Convert the listing below into a Markdown table with the columns Row and Line, giving each line its own numbered row and leaving out any blank lines.

━━ Raw records

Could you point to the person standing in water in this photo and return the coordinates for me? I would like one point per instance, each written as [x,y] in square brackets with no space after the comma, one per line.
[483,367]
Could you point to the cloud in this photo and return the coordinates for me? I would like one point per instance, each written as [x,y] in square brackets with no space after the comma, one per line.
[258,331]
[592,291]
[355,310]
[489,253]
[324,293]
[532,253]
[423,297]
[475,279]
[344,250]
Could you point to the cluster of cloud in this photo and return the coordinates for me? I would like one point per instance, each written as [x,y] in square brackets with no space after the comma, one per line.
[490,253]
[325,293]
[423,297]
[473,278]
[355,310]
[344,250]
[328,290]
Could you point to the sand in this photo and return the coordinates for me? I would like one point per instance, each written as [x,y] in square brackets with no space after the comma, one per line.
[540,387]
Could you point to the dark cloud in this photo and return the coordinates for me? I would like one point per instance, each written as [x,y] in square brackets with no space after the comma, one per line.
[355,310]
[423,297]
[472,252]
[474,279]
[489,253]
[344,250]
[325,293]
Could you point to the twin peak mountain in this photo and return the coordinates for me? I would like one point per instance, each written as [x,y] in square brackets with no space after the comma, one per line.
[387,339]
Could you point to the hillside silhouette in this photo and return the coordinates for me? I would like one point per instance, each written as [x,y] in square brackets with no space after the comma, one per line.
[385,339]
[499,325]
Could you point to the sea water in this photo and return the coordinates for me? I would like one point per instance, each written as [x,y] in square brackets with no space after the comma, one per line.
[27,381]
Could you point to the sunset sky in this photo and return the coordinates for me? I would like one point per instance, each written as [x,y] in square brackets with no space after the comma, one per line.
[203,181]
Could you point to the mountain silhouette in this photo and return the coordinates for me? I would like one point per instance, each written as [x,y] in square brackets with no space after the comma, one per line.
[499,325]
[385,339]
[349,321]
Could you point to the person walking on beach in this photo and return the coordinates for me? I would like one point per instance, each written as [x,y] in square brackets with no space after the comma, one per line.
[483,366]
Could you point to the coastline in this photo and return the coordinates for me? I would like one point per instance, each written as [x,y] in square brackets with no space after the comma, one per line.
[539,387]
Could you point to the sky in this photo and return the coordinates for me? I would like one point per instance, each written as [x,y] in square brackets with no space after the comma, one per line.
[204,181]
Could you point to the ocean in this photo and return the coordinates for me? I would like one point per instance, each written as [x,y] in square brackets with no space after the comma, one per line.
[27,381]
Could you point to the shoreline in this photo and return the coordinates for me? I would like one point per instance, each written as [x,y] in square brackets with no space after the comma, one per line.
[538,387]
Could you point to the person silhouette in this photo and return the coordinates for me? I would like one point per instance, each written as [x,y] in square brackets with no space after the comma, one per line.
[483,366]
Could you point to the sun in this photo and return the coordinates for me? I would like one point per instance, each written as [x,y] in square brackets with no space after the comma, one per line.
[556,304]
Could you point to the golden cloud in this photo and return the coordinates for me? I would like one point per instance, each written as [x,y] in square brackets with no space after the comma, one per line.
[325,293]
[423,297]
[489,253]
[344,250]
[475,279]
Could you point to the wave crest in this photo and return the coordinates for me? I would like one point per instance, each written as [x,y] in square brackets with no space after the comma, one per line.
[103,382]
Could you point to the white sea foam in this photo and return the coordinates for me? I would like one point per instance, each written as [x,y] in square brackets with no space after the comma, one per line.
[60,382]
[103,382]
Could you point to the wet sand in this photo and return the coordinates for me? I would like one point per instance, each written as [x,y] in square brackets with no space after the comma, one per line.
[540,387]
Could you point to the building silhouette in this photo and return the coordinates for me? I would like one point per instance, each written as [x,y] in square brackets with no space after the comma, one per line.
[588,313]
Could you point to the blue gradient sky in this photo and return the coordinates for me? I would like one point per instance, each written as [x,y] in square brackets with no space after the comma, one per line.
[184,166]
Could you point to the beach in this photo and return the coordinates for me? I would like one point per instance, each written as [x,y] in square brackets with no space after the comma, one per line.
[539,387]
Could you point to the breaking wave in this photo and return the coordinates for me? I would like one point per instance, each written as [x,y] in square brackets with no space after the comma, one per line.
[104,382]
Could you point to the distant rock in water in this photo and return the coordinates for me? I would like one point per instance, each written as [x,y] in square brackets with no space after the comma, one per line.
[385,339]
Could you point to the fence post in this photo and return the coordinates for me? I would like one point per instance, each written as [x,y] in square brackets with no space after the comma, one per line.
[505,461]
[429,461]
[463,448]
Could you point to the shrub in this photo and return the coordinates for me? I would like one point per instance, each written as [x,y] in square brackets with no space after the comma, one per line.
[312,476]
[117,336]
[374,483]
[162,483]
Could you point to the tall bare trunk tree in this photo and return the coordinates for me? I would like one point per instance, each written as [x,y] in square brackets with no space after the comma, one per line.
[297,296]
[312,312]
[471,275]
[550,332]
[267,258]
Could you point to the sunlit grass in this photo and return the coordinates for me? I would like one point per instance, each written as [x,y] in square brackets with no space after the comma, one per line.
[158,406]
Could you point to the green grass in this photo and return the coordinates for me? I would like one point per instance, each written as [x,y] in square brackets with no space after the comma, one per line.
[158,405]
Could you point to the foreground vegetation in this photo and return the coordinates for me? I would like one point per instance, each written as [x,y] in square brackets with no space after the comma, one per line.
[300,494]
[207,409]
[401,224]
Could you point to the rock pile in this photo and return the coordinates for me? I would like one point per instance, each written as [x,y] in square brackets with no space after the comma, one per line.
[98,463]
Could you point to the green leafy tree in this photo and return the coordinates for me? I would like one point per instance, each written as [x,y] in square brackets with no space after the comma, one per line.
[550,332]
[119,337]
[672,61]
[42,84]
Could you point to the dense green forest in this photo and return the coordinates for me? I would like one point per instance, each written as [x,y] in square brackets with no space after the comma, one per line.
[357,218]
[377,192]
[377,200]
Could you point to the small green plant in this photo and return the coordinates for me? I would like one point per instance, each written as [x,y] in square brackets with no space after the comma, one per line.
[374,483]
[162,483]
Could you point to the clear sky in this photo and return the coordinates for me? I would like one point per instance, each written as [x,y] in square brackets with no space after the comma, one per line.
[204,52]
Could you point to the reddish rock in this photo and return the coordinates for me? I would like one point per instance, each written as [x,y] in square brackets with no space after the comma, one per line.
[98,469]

━━━━

**Complete response:**
| Row | Line |
|---|---|
| 1 | Could you point to the person standing in water in this photo and return the coordinates for me? I would like one point per instance, each written as [x,y] in square brackets with no space after the comma, one per line. |
| 2 | [483,367] |
| 3 | Could you point to the cloud in this photo and return the coordinates for me? I would like one point per instance, each written as [x,y] in square brackets with no space after the comma, one per line. |
| 4 | [258,331] |
| 5 | [592,291] |
| 6 | [355,310] |
| 7 | [489,253] |
| 8 | [324,293] |
| 9 | [532,253] |
| 10 | [423,297] |
| 11 | [475,279] |
| 12 | [344,250] |
| 13 | Could you point to the cluster of cloud in this photo and return the coordinates for me? I would like one point per instance, each written as [x,y] in square brackets with no space after the comma, one per line. |
| 14 | [490,253] |
| 15 | [325,293] |
| 16 | [423,297] |
| 17 | [473,278] |
| 18 | [355,310] |
| 19 | [344,250] |
| 20 | [328,290] |
| 21 | Could you point to the sand in this photo and return the coordinates for me? I would like one point per instance, each written as [x,y] in square brackets with no space after the comma, one per line. |
| 22 | [540,387] |
| 23 | Could you point to the dark cloud in this photo and return the coordinates for me? I would like one point per instance, each written as [x,y] in square brackets with no space after the comma, one per line. |
| 24 | [355,310] |
| 25 | [423,297] |
| 26 | [472,252] |
| 27 | [474,279] |
| 28 | [489,253] |
| 29 | [344,250] |
| 30 | [325,293] |
| 31 | Could you point to the twin peak mountain in this photo and return the coordinates for me? I would like one point per instance, each written as [x,y] in square brackets with no space after the comma, one per line. |
| 32 | [387,339] |
| 33 | Could you point to the hillside silhouette in this photo and return the coordinates for me? I would like one point per instance, each written as [x,y] in square brackets with no space after the comma, one per line. |
| 34 | [385,339] |
| 35 | [499,325] |
| 36 | Could you point to the sea water in this photo and return the coordinates for me? I would like one point per instance, each written as [x,y] in square brackets with no space after the comma, one per line. |
| 37 | [27,381] |
| 38 | Could you point to the sunset sky in this photo and return the coordinates for me? I would like one point per instance, each written as [x,y] in square brackets with no space after the comma, one per line. |
| 39 | [203,181] |
| 40 | Could you point to the mountain silhouette in this photo and return the coordinates for me? I would like one point per instance, each written as [x,y] in square brackets with no space after the comma, one per line. |
| 41 | [499,325] |
| 42 | [385,339] |
| 43 | [349,321] |
| 44 | Could you point to the person walking on beach in this photo and return the coordinates for me? I would like one point per instance, each written as [x,y] in square brackets with no space after the comma, one per line. |
| 45 | [483,366] |
| 46 | Could you point to the coastline in this photo and return the coordinates for me? I would like one point per instance, each written as [x,y] in square brackets with no space after the comma, one per line. |
| 47 | [539,387] |
| 48 | Could you point to the sky in this photo and return the coordinates for me? I would like one point per instance, each written as [x,y] in square brackets with no space after the comma, one per line. |
| 49 | [204,181] |
| 50 | Could you point to the ocean in this photo and return the coordinates for me? I would like one point per instance, each written as [x,y] in square brackets with no space after the comma, one per line. |
| 51 | [27,381] |
| 52 | Could you point to the shoreline in this photo and return the coordinates for me? I would like one point per instance, each written as [x,y] in square brackets with no space after the comma, one per line. |
| 53 | [538,387] |
| 54 | Could you point to the person silhouette in this photo and return the coordinates for me? I would like one point per instance, each written as [x,y] in square brackets with no space after the comma, one per line. |
| 55 | [483,366] |
| 56 | Could you point to the sun in this photo and return the coordinates for me? I would like one point per instance, each written as [x,y] in square brackets with no space after the comma, one per line. |
| 57 | [556,304] |
| 58 | Could you point to the golden cloud in this photo and return the coordinates for me? I would like one point per instance, each written as [x,y] in square brackets with no space after the comma, one per line. |
| 59 | [325,293] |
| 60 | [423,297] |
| 61 | [489,253] |
| 62 | [344,250] |
| 63 | [475,279] |
| 64 | Could you point to the wave crest in this photo and return the coordinates for me? I would like one point per instance, each written as [x,y] in square brackets with no space after the comma, one per line. |
| 65 | [103,382] |
| 66 | Could you point to the white sea foam in this photo and return the coordinates for me? I would like one point per instance, each written as [x,y] in square brackets with no space after the comma, one per line. |
| 67 | [60,382] |
| 68 | [103,382] |
| 69 | Could you point to the wet sand in this photo and return the coordinates for me? I would like one point per instance, each written as [x,y] in square brackets with no space after the comma, one per line. |
| 70 | [540,387] |
| 71 | Could you point to the building silhouette in this photo and return the coordinates for me? I would like one point per instance, each written as [x,y] in square brackets with no space after the comma, one per line. |
| 72 | [588,313] |
| 73 | Could you point to the blue gradient sky in this photo and return the coordinates for me? I would like one point per instance, each written as [x,y] in square brackets with no space after the comma, one per line. |
| 74 | [184,166] |
| 75 | Could you point to the beach in this photo and return the coordinates for me? I would like one point per instance, each written as [x,y] in square brackets with no space after the comma, one per line. |
| 76 | [539,387] |
| 77 | Could you point to the breaking wave in this photo and return the coordinates for me? I would like one point per instance, each written as [x,y] in square brackets with no space after the comma, one per line. |
| 78 | [104,382] |
| 79 | Could you point to the distant rock in water in this photo and return the coordinates for me? I would like one point per instance, each written as [x,y] in square brackets with no space after the comma, one per line. |
| 80 | [385,339] |
| 81 | Could you point to the fence post in this photo and return the coordinates for me? I would like one point per instance, each written as [x,y] in square brackets with no space after the comma, one per line. |
| 82 | [505,461] |
| 83 | [429,461] |
| 84 | [463,448] |
| 85 | Could you point to the shrub in this photo and return the coordinates for me? I would like one point per instance, each written as [x,y] in square brackets with no space after the comma, one per line. |
| 86 | [312,476] |
| 87 | [117,336] |
| 88 | [374,483] |
| 89 | [162,483] |
| 90 | Could you point to the tall bare trunk tree in this photo and return the coordinates for me? I would like one point per instance, each written as [x,y] in square brackets with no space after the comma, one per line. |
| 91 | [297,296] |
| 92 | [312,312] |
| 93 | [471,275] |
| 94 | [550,332] |
| 95 | [267,258] |
| 96 | Could you point to the sunlit grass in this photo and return the coordinates for me? I would like one point per instance, each written as [x,y] in square brackets with no space after the comma, one per line. |
| 97 | [158,406] |
| 98 | Could you point to the green grass in this photo and return the coordinates for me? I would like one point per instance, each written as [x,y] in square brackets with no space after the comma, one per line. |
| 99 | [158,405] |
| 100 | Could you point to the foreground vegetation in this photo and return the coordinates for me? I would like one point per instance, each written as [x,y] in square brackets with no space after the comma, one per line. |
| 101 | [300,494] |
| 102 | [207,409] |
| 103 | [401,224] |
| 104 | Could you point to the rock pile in this photo and return the coordinates for me? I would like one point per instance, each written as [x,y] in square brackets with no space after the comma, one per line. |
| 105 | [98,463] |
| 106 | Could you point to the green leafy tree in this photo and return the coordinates for me? I would like one point per instance, each written as [x,y] in square brackets with no space after the comma, one per line. |
| 107 | [550,332] |
| 108 | [119,337] |
| 109 | [672,61] |
| 110 | [42,84] |
| 111 | Could you point to the dense green forest in this photo and return the coordinates for me? I would like one point per instance, each written as [x,y] in square brackets with no space after the comma, one per line. |
| 112 | [357,218] |
| 113 | [377,192] |
| 114 | [377,200] |
| 115 | Could you point to the small green plant in this photo and return the coordinates for me? I would like one point per instance, each written as [x,y] in square brackets with no space after the comma, one per line. |
| 116 | [374,483] |
| 117 | [162,483] |
| 118 | Could you point to the clear sky in this photo and return the coordinates for me? I would like one point per instance, each written as [x,y] in square brackets with no space after the comma, one per line. |
| 119 | [204,52] |
| 120 | Could you point to the reddish rock in this photo and return the coordinates for me? I would like one point per instance, each written as [x,y] in square brackets with no space after the comma, one per line. |
| 121 | [98,469] |